- Requirement
Could you give every record again, exactly as it reads?

- Stored data
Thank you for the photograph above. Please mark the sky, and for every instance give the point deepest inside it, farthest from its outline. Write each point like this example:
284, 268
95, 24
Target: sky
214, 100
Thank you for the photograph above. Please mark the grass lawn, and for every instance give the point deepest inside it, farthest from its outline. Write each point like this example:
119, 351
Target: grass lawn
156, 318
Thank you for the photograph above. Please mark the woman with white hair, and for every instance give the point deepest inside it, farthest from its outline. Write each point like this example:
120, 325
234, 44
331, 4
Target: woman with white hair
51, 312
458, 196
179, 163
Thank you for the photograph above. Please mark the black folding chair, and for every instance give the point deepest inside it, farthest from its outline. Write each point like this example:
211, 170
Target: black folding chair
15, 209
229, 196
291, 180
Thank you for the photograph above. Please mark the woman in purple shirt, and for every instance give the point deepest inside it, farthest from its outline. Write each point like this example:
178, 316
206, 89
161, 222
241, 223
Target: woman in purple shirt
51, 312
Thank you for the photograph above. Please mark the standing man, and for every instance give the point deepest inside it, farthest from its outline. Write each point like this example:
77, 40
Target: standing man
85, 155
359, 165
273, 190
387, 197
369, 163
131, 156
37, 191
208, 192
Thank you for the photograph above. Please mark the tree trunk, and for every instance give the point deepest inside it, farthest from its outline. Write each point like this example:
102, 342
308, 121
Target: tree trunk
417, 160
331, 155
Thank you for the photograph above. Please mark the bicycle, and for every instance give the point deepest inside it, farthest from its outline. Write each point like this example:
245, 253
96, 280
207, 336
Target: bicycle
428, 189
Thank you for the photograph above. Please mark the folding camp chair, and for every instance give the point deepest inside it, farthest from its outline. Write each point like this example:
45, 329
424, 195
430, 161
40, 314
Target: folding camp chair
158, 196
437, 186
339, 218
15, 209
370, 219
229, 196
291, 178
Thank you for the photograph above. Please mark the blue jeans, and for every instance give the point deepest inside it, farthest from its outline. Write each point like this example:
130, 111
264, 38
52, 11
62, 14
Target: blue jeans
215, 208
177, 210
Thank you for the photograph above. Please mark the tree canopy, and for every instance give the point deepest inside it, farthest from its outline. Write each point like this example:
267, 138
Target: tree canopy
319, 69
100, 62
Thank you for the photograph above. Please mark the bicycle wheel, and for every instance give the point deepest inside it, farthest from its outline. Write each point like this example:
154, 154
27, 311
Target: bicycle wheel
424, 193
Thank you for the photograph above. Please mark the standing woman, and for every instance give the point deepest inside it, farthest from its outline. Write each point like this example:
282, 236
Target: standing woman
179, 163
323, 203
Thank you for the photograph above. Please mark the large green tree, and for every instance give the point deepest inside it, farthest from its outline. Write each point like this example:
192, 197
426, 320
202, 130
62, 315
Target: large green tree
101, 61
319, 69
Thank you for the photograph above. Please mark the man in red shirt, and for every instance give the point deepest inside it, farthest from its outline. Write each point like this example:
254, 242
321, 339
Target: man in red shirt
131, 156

- Output for this task
Thank you for the photograph above. Please mark the sky, and for every instance give the point deepest inside it, farthest from its outline. Write each point like this example:
284, 268
95, 24
Target: sky
214, 100
Thank you for the photograph above. Please mark the grass lawn, and for every instance give the point deepest inside it, farthest from its outline. Write each point like this example:
119, 351
Target: grass lawn
156, 318
Thank you for the photograph above. Please mark the woman with white hair, and for every instance give the point deepest inside it, farthest from its outline. Write each point like this example:
120, 325
234, 44
331, 4
Target: woman with white hair
51, 312
458, 196
179, 163
Thank you for the photograph above. Please mark the black folding chair, and for every instance give the point deepest inside it, farthest from its outline. Write each point like this example:
211, 170
Target: black folding chair
15, 209
229, 196
291, 180
Thank you for the photograph above. Please mark the woman in purple shirt, and for every instance give the point deepest inside it, farthest from its outline. Write each point like this example:
178, 316
206, 89
161, 222
241, 223
Target: woman in purple shirt
51, 312
Thank you for the photograph above. Please mark the standing man, and for every instance give the point deepest inside it, farthest from its outline. Write each point like this example:
77, 40
Target: standing man
85, 155
359, 165
273, 190
387, 197
369, 163
131, 156
37, 191
208, 192
Thank you for the photograph above. Please mark the tree trunk, and for every instance give the point deepest inside it, farthest from its outline. Write each point like this example:
102, 342
308, 121
Target: tree trunk
417, 160
331, 155
Thank you for the photograph above. Please mark the bicycle, and for every instance give the point deepest inside it, farthest from its outline. Write each point like this example:
245, 253
96, 280
207, 336
Target: bicycle
428, 189
Thank you for the photograph above. Please mark the folding camp chair, and for every instance give the point deepest inside it, farthest from its outline. Write each point like this example:
45, 329
424, 195
430, 161
40, 314
Target: folding camp chair
158, 196
437, 186
339, 218
15, 209
370, 219
229, 196
291, 178
Thank you for the photograph above. Please mark the blue jeans, and for every instance give the point deepest inside it, farthest from its outline. Write each point like this example:
130, 111
264, 38
52, 11
62, 14
Target: blue jeans
215, 208
177, 210
Thank you for the photograph above. Please mark the tree canopy, and for every instance give the point deepest inside it, farthest from its outline. Write each point like this example:
267, 138
Target: tree canopy
319, 69
100, 62
Thank you for the photograph above. Please mark the bicycle wheel, and for every instance give the point deepest inside it, farthest from its outline. Write each point like this example:
154, 154
27, 311
Target: bicycle wheel
424, 193
Thank you for the photograph above. Please mark the standing woman, and for every instance give the point deepest inside it, farthest from its outline. Write each point like this example:
282, 236
Target: standing woman
179, 163
323, 203
Thank you for the photograph above. Please mark the large green tree, and for every instance give the point deepest inside it, farthest from its outline. Write each point like this example:
192, 197
426, 320
202, 130
62, 315
Target: large green tree
101, 61
319, 69
Thank you for the photograph above. Please mark the man in red shirt, and for every instance give the point deepest inside it, farthest from its outline. Write each point like this example:
254, 242
321, 339
Target: man in red shirt
131, 156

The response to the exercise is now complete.